Directions - Among the entries below, find the lines with "road" and copy them.

[Region pointing data]

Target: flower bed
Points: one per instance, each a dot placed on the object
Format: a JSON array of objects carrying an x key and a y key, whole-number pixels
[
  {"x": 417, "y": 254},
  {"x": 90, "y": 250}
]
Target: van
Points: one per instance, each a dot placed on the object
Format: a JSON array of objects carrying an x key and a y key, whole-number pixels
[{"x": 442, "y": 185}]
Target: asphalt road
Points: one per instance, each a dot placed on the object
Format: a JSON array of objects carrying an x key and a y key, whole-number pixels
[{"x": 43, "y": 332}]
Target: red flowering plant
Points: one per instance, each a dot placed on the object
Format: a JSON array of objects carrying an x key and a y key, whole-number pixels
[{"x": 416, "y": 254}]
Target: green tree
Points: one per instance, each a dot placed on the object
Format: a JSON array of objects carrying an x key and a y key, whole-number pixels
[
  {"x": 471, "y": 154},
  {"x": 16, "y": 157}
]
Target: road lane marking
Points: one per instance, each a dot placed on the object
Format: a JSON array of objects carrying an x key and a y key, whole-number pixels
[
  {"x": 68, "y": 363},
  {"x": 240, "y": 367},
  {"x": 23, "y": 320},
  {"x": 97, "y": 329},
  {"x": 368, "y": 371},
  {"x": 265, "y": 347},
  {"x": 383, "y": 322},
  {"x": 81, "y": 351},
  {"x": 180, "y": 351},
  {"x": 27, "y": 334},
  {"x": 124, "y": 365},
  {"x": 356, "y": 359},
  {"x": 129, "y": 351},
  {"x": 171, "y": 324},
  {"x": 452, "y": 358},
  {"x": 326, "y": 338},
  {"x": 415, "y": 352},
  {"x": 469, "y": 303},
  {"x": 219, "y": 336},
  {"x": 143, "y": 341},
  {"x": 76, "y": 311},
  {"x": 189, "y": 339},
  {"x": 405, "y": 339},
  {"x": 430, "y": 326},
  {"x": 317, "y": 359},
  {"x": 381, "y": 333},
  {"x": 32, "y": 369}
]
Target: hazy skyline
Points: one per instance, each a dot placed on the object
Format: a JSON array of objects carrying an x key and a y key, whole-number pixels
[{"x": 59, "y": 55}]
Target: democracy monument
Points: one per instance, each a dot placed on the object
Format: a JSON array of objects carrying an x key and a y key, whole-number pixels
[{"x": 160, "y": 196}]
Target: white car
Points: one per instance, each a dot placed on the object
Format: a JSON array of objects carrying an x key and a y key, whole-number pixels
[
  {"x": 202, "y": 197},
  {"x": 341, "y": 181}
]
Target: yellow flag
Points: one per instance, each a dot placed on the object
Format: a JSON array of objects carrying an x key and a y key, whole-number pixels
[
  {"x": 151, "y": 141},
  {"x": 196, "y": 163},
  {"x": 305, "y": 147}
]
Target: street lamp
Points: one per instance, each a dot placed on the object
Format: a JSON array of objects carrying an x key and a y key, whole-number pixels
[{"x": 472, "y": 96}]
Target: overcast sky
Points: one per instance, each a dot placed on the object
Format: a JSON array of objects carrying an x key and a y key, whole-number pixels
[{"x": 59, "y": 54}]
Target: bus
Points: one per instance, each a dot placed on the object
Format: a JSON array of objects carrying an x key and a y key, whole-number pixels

Worked solution -
Target: asphalt road
Target: road lane marking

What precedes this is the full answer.